═════ Supplied information

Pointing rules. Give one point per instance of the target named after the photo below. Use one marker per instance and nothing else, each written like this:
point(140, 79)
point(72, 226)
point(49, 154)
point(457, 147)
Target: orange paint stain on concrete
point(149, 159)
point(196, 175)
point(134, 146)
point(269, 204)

══════════

● **Task to complete**: Return the lines unchanged, starting with the first line of the records and going on through the line that contains "point(196, 175)", with both of those lines included.

● **Result of the task**:
Pointing rules. Give one point per instance of the target named after the photo below. Use one marker per instance and nothing else, each written like this:
point(140, 79)
point(72, 226)
point(49, 154)
point(457, 147)
Target: orange paint stain on concrete
point(149, 159)
point(196, 175)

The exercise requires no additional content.